We packed a quick day pack and were on our way driving through what felt like a picture on route 7, the highway between Argentina and Chile. This was one of the routes used by General San Martin to drive the Spanish Empire out of Chile. The landscape was arid and mountainous with almost no people in sight. We saw a sign marking a trail so pulled off onto the windy gravel road and parked the car. We made our way down the trail and walked right into an old bridge made of rocks. We had fun climbing it and posing for the camera until a couple other people came over to the bridge and pointed out that it was a monument in honor of the army of the Andes and General Jose de San Martin. The bridge wasn’t actually used when the troops were walking through the mountains (which took them approx. 25 days) but was built as a monument in their honor…we really were not supposed to be climbing it-oops!

After our modeling shoot in the middle of the mountains we continued on our way until we reached the Aconcagua Park which consisted of 175,444 acres and of course the main attraction, Aconcagua Mountain reaching 13,123 ft high…the tallest mountain in the Americas.

We parked and walked inside the visitor center to listen to some information about the park and get a map showing a nice walking trail with view points including a glacier. We had dressed for hot weather but it was chilly and windy so we grabbed our jackets and walked onto the trail. It was nice and peaceful and we casually meandered along the path eating an apple, breathing in fresh air and admiring the backdrops of snow-capped mountains, green grass and a small lake. The walk took us close to an hour and then we decided it was time to find some dinner and get back to our little dome in the middle of no where.

On the way back, there was a group of vendors selling trinkets on the side of the road so we stopped briefly to take a look but didn’t see anything of interest. For dinner, we sat at one of the few restaurants and ordered grilled chicken which was served on our own hot grill. We ate and relaxed from our day of sight-seeing before arriving back at our place for the evening.

- - -

> **INSTRUCTION 1**:
Answer these questions from the travel account along route 7:
(a) About how long did the troops take to walk through the mountains?
(b) How long did the walk on the park trail take?
(c) What was ordered for dinner, and how was it served?
The travel account and the rows that follow it are unrelated to each other.

> **SUPPLIED DATA**:
- - -

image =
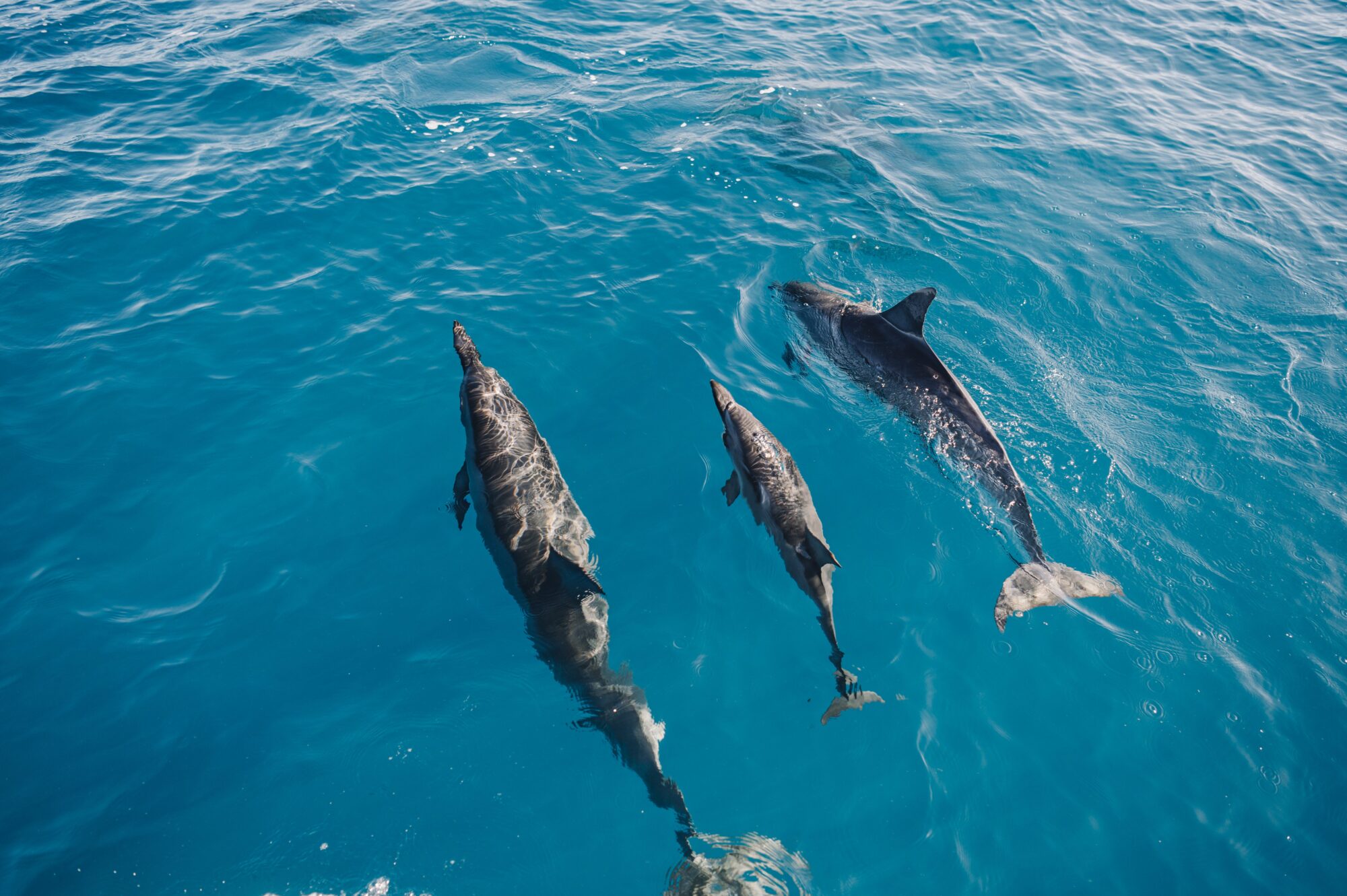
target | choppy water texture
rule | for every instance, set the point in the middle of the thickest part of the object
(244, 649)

- - -

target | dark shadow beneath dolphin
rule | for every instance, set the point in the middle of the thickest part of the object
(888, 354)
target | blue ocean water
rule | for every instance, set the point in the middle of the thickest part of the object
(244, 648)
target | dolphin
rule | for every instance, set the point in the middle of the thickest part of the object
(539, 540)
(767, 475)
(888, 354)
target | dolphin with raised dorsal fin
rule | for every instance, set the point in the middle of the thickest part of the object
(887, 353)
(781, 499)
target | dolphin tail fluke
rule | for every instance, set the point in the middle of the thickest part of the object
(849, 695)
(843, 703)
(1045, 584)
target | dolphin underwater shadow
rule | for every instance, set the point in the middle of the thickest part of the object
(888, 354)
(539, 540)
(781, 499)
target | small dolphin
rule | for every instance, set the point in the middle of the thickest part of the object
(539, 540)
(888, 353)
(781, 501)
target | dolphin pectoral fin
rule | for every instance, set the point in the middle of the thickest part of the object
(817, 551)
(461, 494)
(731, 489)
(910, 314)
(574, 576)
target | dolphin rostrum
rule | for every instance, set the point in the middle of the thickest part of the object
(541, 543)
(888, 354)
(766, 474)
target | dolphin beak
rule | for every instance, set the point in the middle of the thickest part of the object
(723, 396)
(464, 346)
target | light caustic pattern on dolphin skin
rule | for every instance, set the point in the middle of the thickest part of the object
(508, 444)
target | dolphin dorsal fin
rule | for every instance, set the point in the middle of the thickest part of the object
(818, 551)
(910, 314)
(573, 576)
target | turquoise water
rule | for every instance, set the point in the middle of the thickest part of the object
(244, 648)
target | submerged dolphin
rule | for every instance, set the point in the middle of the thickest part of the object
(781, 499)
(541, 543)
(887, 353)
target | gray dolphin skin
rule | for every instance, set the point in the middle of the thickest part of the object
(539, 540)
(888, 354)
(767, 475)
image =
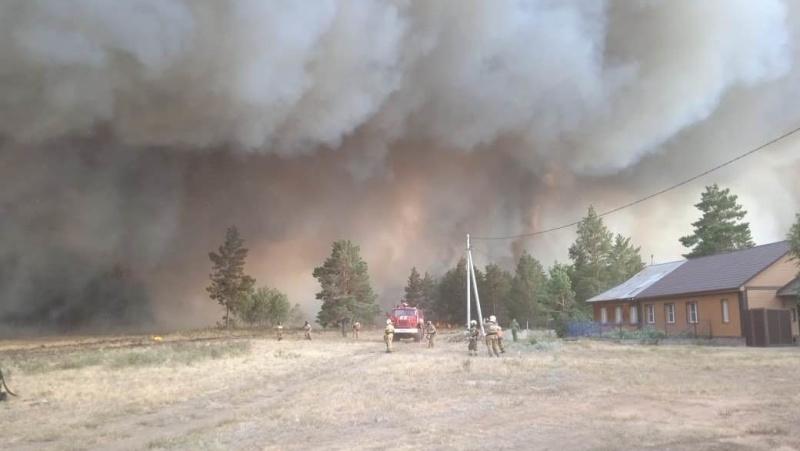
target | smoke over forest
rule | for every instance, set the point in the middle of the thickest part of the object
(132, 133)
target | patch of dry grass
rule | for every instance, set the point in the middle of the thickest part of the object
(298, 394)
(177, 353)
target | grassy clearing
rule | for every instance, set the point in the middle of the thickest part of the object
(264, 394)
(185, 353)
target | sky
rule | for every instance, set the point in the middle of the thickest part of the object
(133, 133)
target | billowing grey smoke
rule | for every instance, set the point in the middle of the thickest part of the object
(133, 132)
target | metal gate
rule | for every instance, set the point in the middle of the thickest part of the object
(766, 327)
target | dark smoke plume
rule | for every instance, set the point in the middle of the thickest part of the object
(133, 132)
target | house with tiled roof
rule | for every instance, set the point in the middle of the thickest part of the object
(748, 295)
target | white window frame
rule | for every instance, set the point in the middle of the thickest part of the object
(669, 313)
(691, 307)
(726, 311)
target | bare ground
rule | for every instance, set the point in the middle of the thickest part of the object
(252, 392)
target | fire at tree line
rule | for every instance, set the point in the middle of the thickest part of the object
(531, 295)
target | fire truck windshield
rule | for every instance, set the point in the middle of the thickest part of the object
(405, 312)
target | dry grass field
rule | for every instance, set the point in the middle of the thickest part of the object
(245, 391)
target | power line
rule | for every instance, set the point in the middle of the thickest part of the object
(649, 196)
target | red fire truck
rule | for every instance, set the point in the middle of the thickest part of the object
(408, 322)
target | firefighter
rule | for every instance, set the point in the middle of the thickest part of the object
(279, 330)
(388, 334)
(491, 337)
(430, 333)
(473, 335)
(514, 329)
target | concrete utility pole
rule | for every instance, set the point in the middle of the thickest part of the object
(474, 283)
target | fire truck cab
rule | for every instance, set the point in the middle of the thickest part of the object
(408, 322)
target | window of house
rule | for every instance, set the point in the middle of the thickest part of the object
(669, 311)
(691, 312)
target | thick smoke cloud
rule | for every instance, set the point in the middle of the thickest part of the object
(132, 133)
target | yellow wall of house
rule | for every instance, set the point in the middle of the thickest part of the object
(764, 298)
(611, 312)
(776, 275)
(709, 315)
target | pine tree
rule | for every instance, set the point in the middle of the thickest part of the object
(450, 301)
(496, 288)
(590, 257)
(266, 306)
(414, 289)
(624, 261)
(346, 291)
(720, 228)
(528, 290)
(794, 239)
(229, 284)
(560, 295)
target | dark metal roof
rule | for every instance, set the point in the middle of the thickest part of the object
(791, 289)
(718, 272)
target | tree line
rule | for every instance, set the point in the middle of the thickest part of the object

- - -

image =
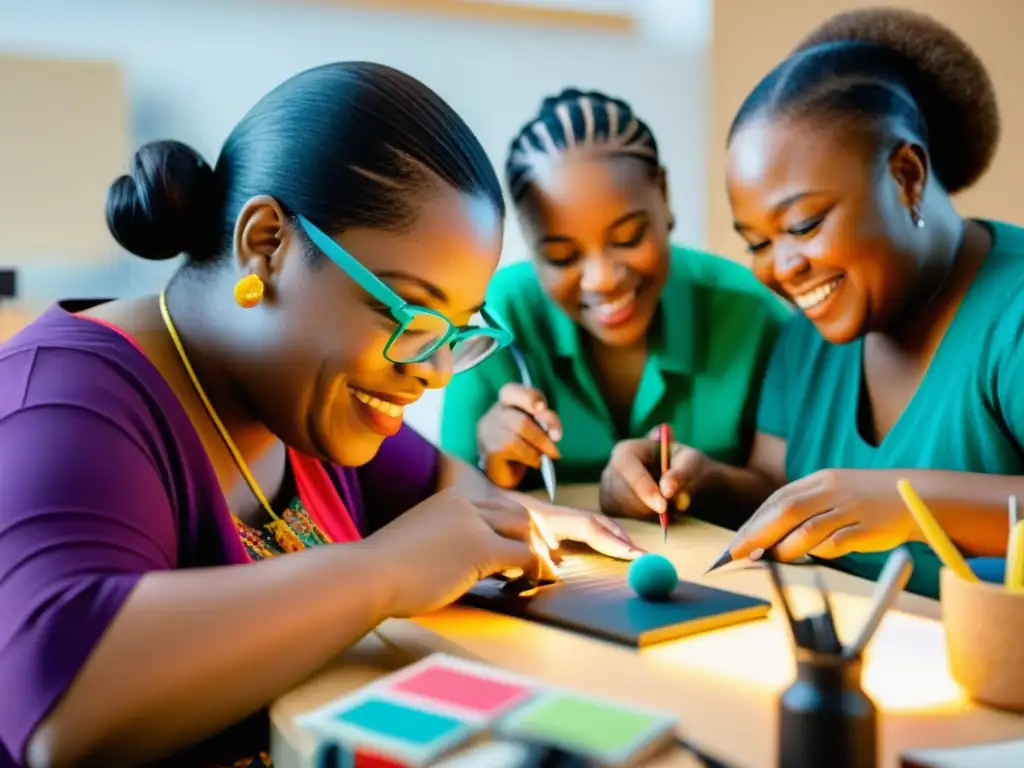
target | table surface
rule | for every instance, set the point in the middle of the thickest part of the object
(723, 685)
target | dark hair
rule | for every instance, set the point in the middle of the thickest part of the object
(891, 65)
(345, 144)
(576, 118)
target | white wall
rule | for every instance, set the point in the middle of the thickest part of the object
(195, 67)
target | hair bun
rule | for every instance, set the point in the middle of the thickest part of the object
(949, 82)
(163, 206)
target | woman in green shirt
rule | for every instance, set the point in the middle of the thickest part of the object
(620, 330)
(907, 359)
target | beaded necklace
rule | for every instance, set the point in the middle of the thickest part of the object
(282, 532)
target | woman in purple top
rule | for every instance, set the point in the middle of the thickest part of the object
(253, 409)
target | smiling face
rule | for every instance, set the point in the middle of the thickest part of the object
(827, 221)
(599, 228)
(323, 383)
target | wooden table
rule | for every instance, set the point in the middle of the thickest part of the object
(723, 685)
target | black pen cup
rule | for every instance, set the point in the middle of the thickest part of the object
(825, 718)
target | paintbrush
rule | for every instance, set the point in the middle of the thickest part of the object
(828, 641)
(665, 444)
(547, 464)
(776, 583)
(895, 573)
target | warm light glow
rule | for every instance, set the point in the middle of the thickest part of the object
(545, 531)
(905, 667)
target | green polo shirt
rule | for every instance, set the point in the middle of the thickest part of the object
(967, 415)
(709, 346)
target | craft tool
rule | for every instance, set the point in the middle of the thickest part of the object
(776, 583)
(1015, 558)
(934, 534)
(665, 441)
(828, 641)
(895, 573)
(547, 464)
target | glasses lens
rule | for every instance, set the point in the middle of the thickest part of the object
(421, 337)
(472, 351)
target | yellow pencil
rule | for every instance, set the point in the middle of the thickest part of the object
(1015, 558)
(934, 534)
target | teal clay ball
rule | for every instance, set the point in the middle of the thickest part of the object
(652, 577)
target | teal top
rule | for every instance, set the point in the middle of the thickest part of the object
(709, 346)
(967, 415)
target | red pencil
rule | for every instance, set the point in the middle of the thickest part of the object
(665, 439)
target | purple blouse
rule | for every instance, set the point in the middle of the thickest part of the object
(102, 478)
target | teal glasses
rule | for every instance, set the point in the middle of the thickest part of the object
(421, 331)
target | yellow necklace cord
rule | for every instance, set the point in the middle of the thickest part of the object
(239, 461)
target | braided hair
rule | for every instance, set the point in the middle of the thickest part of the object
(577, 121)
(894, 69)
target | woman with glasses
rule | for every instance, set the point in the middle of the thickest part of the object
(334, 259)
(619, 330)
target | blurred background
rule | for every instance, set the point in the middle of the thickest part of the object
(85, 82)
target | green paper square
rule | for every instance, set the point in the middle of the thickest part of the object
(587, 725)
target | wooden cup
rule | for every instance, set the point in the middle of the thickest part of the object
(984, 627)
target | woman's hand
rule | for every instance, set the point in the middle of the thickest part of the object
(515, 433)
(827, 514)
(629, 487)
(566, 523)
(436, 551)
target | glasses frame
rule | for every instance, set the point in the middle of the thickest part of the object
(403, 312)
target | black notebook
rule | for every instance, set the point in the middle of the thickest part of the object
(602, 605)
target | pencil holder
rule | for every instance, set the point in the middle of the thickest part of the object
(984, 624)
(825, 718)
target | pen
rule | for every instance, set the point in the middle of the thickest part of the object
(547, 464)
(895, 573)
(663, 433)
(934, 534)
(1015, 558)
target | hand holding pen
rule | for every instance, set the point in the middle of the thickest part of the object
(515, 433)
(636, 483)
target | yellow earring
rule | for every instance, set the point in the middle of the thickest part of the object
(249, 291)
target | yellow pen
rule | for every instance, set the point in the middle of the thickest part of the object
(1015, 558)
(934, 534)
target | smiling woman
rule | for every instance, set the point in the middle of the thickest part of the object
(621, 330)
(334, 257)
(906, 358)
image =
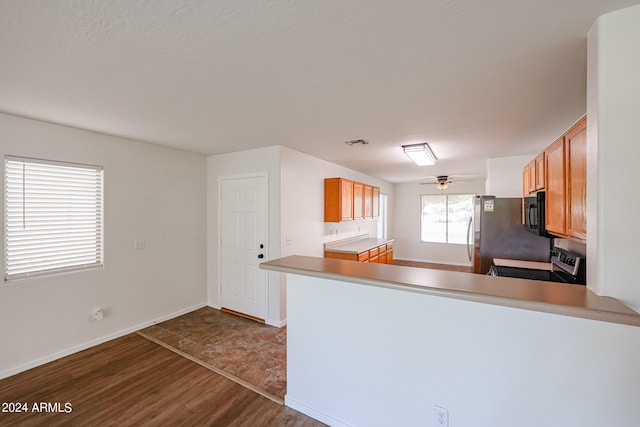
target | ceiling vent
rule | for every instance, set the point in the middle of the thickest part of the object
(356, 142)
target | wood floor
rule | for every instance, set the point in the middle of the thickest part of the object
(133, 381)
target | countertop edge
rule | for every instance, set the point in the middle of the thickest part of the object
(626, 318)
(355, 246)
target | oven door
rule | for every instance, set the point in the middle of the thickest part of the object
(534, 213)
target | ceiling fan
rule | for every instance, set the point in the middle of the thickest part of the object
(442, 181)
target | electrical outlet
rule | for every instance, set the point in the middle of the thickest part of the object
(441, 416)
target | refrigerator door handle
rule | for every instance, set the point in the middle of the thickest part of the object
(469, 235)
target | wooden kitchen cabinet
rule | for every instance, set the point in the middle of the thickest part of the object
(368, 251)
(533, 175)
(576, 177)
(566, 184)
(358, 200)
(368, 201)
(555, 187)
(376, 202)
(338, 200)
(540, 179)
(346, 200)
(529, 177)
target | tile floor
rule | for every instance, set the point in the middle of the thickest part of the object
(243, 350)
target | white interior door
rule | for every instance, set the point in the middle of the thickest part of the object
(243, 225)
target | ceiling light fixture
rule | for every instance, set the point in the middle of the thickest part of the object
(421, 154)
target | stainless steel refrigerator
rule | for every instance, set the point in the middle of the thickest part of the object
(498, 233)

- - -

> **INSTRUCTION 2**: Count the lines in the rows that contain the string "shadow", matching case exactly, and give only that number.

> **REPLY 1**:
(a) Approximately 25 days.
(b) Close to an hour.
(c) Grilled chicken, served on their own hot grill.

> **REPLY 2**: 2